§ SHORT PROBLEM A
Copy out the whole recap of the spec-driven development session word for word.

§ SELECTED EXCERPT

———

← Blog

Snowflake & BuildersCTO Network Recap: Spec-Driven Development

CTO

6 min

07 May 2026

When a senior AI engineer tells a room of 40 CTOs that his team stopped writing code in January and hasn't looked back, the questions come fast.

Intro

Recap

Business idea scope

When a senior AI engineer tells a room of 40 CTOs that his team stopped writing code in January and hasn't looked back, the questions come fast. That's exactly how the morning went at Snowflake's Amsterdam HQ, where Builders CTO Network gathered for a deep dive into spec-driven development, and the conversation never really settled.

Setting the room

The Snowflake office filled up quickly on a Tuesday morning. About forty CTOs and engineering leaders from across the Netherlands, a handful from further afield. The usual formula: strong coffee, no pitches, no suits pretending to talk shop. Just the building part. As always, titles stayed outside.

Too many rooms full of people who manage technology. Not enough rooms full of people who build it. That gap is why CTO Network exists.

The featured talk came from Martijn, Senior AI Engineer at Altura, who walked the room through a fully spec-driven development workflow his team has been running since January 2026, one in which, as he put it plainly, nobody writes code by hand anymore. It took about ninety seconds before the first hand went up.

What spec-driven actually means in practice

The concept is simple on paper. Before any code is touched, engineers generate markdown files describing the changes they intend to make. Those specs get reviewed and approved. Only then does an AI coding tool execute the changes. Each feature produces two pull requests: one for the spec, one for the generated code.

Simple enough that half the room had experimented with some version of it. Different enough in execution that almost no two teams had landed in the same place.

———

§ RECORDS PROVIDED
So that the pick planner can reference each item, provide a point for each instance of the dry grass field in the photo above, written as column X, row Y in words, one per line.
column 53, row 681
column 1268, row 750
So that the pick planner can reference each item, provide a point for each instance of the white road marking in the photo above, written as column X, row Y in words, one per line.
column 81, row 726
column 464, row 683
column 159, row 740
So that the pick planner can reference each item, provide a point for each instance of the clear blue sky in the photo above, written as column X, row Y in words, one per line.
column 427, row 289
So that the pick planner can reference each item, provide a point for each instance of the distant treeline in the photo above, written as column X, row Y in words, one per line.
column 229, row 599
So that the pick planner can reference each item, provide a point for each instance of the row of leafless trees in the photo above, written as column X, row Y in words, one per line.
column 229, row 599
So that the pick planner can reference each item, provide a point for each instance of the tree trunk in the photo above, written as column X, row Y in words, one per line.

———

§ SHORT PROBLEM B
Reproduce the records from their beginning through the line containing "column 159, row 740", putting "sorting robot" wherever "pick planner" appears and changing nothing else.

§ TASK RESPONSE A
← Blog

Snowflake & BuildersCTO Network Recap: Spec-Driven Development

CTO

6 min

07 May 2026

When a senior AI engineer tells a room of 40 CTOs that his team stopped writing code in January and hasn't looked back, the questions come fast.

Intro

Recap

Business idea scope

When a senior AI engineer tells a room of 40 CTOs that his team stopped writing code in January and hasn't looked back, the questions come fast. That's exactly how the morning went at Snowflake's Amsterdam HQ, where Builders CTO Network gathered for a deep dive into spec-driven development, and the conversation never really settled.

Setting the room

The Snowflake office filled up quickly on a Tuesday morning. About forty CTOs and engineering leaders from across the Netherlands, a handful from further afield. The usual formula: strong coffee, no pitches, no suits pretending to talk shop. Just the building part. As always, titles stayed outside.

Too many rooms full of people who manage technology. Not enough rooms full of people who build it. That gap is why CTO Network exists.

The featured talk came from Martijn, Senior AI Engineer at Altura, who walked the room through a fully spec-driven development workflow his team has been running since January 2026, one in which, as he put it plainly, nobody writes code by hand anymore. It took about ninety seconds before the first hand went up.

What spec-driven actually means in practice

The concept is simple on paper. Before any code is touched, engineers generate markdown files describing the changes they intend to make. Those specs get reviewed and approved. Only then does an AI coding tool execute the changes. Each feature produces two pull requests: one for the spec, one for the generated code.

Simple enough that half the room had experimented with some version of it. Different enough in execution that almost no two teams had landed in the same place.

§ TASK RESPONSE B
So that the sorting robot can reference each item, provide a point for each instance of the dry grass field in the photo above, written as column X, row Y in words, one per line.
column 53, row 681
column 1268, row 750
So that the sorting robot can reference each item, provide a point for each instance of the white road marking in the photo above, written as column X, row Y in words, one per line.
column 81, row 726
column 464, row 683
column 159, row 740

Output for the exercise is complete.